> **PASSAGE FOURNI**
Nous sommes dans l’art. Nous sommes dans l’art. Nous sommes dans l’art. Nous sommes dans l’art. Nous sommes dans l’art et nous écrivons. Nous sommes dans l’art et nous écrivons et nous peignons. Nous sommes dans l’art. Nous sommes dans l’art. Nous sommes dans l’art et nous écrivons et nous peignons et nous dessinons. Nous sommes dans l’art. Nous sommes dans l’art. Nous sommes dans l’art et nous écrivons et nous peignons et nous dessinons et nous accrochons et nous filmons. Nous sommes dans l’art. Nous sommes dans l’art. Nous sommes dans l’art. Nous sommes dans l’art et nous disons : je n’écris pas, je n’écris pas, je n’écris pas, je voudrais vivre, je voudrais voir la vie. Nous sommes dans l’art et nous voyons la vie. Nous sommes dans l’art. Nous sommes dans l’art et nous voyons, nous voyons la vie, nous voulons vivre, nous voyons que la vie n’est pas la vie. Nous sommes dans l’art, nous sommes des artistes tous les artistes qui sont dans l’art. Nous sommes dans l’art, les artistes, nos n’écrivons pas, je n’écris pas, je n’écris pas, je ne parle pas, je ne vois pas, je veux voir, je veux voir le grand été noir, le grand été noir dans la tête des gens, je n’écris pas, je voudrais vivre, je veux vivre. Nous sommes dans l’art. Nous sommes dans l’art et nous vivons. Nous voulons la vie, nous voulons voir la vie, nous voulons la vie, et pas un seul, pas un seul, pas un seul ne voit la vie. Qui est-ce qu’a vu la vie ? Pas un seul artiste. De toute cette salle, de tout le monde et de tous les temps, pas un seul a survécu à la vie et Nous sommes dans l’art Nous sommes dans l’art. Nous sommes dans l’art et je dis : je n’écris pas, je n’écris pas, je n’écris pas, je voudrais éteindre un grand coup d’été noir dans la pensée15, la pensée un grand coup d’été noir dans la tête des gens, la tête des gens, qui déconne de partout, ça déconne de toute part en nous. Nous sommes dans l’art et nous déconnons.16

14Retranscription au moins maladroite. Retranscription évidemment impossible. Tant il est vrai qu’une performance ne vaut que pour une fois, et que sa captation vidéo n’est jamais qu’un pis-aller. Ces quelques lignes relevées ne sont donc que les traces de procédés parmi d’autres que le poète requiert pour se porter vers ce qui l’attire. Quelques traces significatives cependant qui, à leur mesure, permettent d’appréhender une manière de s’y prendre.

(Données recueillies)
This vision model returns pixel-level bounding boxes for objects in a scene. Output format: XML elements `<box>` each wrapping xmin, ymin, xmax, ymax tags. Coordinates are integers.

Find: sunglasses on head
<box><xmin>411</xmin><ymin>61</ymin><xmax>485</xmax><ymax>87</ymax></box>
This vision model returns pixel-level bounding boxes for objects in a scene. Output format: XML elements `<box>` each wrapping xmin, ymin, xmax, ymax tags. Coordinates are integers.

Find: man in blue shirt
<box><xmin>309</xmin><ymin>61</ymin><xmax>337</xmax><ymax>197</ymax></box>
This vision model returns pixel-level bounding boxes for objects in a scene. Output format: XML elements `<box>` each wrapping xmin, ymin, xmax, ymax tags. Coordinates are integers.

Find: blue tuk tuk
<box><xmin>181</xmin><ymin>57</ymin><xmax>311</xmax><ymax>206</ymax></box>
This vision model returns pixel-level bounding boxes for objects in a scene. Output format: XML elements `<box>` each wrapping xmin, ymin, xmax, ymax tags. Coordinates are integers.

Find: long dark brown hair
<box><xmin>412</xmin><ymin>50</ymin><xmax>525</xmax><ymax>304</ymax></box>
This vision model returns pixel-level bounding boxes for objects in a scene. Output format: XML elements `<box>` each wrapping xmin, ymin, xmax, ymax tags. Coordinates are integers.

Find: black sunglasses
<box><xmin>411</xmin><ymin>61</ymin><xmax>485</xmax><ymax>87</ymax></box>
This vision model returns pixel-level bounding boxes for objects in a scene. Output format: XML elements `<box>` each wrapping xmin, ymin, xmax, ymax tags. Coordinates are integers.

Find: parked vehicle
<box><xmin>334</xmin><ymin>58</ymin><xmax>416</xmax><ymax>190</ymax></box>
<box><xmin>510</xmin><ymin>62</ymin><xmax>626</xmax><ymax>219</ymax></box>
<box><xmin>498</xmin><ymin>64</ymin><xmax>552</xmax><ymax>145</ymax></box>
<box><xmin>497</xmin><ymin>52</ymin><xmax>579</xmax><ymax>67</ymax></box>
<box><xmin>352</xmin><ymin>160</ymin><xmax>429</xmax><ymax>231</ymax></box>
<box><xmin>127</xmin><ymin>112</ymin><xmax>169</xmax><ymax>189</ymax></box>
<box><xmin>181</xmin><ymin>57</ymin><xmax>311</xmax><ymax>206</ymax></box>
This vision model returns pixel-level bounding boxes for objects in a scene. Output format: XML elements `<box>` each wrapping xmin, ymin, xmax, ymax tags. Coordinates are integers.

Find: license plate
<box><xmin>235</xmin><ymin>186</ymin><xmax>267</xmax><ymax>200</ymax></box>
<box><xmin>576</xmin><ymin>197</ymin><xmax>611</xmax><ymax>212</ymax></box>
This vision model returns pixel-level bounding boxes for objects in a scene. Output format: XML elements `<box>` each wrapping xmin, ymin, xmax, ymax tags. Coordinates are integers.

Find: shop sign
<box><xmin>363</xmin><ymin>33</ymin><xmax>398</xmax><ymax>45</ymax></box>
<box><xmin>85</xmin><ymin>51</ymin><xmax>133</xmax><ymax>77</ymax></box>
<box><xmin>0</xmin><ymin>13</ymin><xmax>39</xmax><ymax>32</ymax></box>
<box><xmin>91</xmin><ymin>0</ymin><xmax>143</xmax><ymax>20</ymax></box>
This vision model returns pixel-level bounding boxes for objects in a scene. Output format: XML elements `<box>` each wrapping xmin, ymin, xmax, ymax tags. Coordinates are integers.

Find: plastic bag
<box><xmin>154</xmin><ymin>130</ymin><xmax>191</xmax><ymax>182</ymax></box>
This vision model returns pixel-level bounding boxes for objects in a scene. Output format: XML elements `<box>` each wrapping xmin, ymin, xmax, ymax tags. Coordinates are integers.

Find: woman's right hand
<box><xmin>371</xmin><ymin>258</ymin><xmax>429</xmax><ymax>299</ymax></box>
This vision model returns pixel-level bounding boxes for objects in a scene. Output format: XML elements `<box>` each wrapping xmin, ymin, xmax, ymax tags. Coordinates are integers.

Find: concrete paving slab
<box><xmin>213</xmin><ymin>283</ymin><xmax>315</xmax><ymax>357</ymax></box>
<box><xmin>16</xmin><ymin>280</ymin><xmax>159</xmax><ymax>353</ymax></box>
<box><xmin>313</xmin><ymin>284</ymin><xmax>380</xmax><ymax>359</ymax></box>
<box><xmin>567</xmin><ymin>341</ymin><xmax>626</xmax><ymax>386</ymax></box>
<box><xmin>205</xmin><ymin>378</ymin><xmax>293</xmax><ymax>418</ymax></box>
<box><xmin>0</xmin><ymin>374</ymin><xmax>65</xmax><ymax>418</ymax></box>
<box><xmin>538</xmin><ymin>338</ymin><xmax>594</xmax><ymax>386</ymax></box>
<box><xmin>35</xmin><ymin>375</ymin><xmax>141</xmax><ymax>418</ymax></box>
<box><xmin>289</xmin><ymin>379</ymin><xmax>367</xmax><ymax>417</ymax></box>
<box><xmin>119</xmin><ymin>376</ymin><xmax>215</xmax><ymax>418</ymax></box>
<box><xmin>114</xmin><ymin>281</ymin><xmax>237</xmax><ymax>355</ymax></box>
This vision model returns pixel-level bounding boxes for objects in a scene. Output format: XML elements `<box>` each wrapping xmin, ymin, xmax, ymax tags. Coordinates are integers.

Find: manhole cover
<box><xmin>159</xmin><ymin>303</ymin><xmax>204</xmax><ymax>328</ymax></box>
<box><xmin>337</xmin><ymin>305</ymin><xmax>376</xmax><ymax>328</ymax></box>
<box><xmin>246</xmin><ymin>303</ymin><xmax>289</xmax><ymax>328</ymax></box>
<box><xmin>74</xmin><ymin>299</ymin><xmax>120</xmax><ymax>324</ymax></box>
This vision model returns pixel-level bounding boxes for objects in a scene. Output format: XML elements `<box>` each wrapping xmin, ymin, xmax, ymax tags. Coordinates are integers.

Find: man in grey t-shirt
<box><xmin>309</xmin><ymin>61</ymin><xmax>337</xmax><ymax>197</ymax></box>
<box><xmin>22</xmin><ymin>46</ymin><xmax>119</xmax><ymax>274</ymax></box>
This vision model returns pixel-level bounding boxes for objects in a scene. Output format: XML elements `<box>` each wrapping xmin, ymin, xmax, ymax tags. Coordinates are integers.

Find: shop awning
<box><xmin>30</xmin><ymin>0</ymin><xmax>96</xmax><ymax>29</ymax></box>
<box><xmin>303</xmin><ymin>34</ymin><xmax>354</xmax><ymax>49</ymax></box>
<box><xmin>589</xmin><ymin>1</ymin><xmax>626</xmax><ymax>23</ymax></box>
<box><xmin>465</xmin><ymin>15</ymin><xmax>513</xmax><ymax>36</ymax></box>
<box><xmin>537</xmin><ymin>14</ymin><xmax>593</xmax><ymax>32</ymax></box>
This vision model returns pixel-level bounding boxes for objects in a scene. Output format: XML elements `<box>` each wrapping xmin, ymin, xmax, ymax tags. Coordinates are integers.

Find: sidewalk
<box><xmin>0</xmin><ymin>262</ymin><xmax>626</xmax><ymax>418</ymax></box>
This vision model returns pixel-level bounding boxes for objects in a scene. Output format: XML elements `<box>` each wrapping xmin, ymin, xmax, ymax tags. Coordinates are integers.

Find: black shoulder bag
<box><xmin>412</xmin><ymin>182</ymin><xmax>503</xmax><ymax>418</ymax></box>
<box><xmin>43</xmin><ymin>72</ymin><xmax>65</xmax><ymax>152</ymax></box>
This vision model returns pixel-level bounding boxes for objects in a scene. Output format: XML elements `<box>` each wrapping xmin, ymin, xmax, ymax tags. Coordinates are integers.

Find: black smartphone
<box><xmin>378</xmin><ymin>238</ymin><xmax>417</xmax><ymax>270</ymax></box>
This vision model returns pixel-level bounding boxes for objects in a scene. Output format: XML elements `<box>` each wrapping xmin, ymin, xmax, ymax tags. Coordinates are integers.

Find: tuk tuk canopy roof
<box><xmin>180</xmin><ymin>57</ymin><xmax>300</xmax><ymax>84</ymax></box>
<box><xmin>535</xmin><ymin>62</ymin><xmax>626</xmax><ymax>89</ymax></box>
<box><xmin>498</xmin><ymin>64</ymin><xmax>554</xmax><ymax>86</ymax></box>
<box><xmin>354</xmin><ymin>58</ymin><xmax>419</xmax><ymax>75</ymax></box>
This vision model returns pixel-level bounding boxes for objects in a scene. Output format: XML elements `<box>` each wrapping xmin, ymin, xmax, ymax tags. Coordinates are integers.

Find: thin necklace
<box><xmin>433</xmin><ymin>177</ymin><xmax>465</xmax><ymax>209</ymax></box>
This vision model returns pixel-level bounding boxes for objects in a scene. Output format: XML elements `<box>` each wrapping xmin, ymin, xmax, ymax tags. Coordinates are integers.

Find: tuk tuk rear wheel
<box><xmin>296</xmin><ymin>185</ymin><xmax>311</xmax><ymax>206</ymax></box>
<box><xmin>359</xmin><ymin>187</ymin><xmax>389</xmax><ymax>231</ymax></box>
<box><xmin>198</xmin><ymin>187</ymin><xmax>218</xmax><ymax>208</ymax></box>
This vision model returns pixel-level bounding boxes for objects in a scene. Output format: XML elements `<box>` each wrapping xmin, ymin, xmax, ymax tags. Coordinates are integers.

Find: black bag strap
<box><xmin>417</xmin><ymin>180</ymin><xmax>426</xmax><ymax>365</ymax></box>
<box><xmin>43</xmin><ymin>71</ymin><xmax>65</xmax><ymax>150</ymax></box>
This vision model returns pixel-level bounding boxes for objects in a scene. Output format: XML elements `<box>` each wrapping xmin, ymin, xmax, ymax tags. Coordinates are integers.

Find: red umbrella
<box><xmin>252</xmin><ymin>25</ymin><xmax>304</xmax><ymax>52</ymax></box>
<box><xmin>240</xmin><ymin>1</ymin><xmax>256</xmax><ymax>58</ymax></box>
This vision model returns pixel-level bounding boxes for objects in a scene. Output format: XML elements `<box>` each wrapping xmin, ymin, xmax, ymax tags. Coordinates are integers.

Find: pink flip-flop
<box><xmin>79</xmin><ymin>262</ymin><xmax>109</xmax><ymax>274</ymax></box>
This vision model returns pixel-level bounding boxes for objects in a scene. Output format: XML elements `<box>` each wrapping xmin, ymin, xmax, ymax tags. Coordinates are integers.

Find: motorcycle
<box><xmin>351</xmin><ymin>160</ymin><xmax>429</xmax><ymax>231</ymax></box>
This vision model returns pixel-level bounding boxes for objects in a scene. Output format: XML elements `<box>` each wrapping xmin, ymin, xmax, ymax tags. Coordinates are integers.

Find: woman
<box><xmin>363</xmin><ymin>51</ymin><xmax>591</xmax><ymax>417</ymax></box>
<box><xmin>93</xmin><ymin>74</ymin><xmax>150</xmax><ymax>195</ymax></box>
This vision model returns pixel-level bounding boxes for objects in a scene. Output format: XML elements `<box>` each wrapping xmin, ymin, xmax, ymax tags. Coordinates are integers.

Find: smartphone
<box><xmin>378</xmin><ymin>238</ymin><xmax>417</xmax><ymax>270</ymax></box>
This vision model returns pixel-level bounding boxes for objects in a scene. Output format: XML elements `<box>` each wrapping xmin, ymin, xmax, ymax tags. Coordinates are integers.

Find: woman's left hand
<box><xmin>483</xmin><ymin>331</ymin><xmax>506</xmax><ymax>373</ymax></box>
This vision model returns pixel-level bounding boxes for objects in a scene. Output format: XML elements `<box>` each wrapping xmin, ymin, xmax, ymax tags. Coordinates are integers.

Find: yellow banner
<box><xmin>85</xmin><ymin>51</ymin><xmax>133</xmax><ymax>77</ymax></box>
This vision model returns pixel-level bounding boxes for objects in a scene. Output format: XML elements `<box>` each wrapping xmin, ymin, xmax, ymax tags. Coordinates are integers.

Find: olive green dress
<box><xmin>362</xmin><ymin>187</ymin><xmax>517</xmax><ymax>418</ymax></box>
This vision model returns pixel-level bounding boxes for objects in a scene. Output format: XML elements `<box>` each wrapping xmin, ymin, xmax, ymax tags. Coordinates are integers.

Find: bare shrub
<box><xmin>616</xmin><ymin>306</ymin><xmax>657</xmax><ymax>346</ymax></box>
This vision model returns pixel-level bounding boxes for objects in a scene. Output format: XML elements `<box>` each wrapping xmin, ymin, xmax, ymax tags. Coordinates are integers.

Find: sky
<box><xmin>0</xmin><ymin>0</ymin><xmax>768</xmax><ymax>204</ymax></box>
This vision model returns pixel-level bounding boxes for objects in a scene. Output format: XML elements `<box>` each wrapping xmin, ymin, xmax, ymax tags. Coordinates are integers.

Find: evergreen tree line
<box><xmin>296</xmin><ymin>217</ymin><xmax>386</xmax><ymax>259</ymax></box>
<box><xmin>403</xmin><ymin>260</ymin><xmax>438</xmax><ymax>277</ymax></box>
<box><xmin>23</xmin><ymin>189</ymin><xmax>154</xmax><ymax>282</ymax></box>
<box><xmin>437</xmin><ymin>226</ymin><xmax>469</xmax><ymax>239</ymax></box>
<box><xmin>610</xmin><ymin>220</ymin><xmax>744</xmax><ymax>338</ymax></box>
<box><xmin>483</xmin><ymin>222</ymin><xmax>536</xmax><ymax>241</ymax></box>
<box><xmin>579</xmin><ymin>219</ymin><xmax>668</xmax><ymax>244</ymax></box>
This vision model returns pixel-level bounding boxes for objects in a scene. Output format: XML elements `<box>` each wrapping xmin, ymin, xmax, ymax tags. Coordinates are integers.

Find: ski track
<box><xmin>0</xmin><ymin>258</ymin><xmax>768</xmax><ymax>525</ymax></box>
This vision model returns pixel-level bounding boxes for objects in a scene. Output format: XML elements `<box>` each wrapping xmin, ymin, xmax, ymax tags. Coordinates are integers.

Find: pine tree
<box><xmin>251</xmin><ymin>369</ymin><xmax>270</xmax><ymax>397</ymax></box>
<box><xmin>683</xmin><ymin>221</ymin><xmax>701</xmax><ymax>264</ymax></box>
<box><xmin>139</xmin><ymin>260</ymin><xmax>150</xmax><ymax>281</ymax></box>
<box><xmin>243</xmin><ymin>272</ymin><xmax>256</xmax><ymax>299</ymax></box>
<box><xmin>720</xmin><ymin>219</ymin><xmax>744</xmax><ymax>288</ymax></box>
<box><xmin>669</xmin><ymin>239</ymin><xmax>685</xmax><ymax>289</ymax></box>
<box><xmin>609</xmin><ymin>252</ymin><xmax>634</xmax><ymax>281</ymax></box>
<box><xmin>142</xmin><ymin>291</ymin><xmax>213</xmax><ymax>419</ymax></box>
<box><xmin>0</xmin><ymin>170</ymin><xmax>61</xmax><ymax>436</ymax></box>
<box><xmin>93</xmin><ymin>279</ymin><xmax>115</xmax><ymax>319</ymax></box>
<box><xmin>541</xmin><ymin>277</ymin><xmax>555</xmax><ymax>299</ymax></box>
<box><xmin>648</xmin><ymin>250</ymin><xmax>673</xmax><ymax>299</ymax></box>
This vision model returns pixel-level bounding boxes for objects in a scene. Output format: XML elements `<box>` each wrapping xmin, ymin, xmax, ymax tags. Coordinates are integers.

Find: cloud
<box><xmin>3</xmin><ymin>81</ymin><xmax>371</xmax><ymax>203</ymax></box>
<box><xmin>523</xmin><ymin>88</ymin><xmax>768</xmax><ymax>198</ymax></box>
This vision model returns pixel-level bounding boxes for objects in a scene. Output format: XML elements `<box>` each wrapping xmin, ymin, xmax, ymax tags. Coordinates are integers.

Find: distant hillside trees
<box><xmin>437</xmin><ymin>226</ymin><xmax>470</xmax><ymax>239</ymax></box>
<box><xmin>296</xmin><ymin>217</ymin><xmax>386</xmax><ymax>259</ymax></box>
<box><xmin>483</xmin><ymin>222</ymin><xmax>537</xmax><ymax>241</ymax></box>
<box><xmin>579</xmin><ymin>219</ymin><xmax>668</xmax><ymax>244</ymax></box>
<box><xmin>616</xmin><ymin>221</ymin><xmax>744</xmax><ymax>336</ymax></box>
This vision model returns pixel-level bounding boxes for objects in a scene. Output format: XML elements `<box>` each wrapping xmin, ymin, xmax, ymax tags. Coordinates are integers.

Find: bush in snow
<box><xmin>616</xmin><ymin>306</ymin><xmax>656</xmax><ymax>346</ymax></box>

> **CONSIGNE**
Pouvez-vous recopier fidèlement, dans le passage fourni plus haut, tout ce qui va de « 14Retranscription au moins » jusqu'à « de s’y prendre. » ?

> **RÉPONSE RÉDIGÉE**
14Retranscription au moins maladroite. Retranscription évidemment impossible. Tant il est vrai qu’une performance ne vaut que pour une fois, et que sa captation vidéo n’est jamais qu’un pis-aller. Ces quelques lignes relevées ne sont donc que les traces de procédés parmi d’autres que le poète requiert pour se porter vers ce qui l’attire. Quelques traces significatives cependant qui, à leur mesure, permettent d’appréhender une manière de s’y prendre.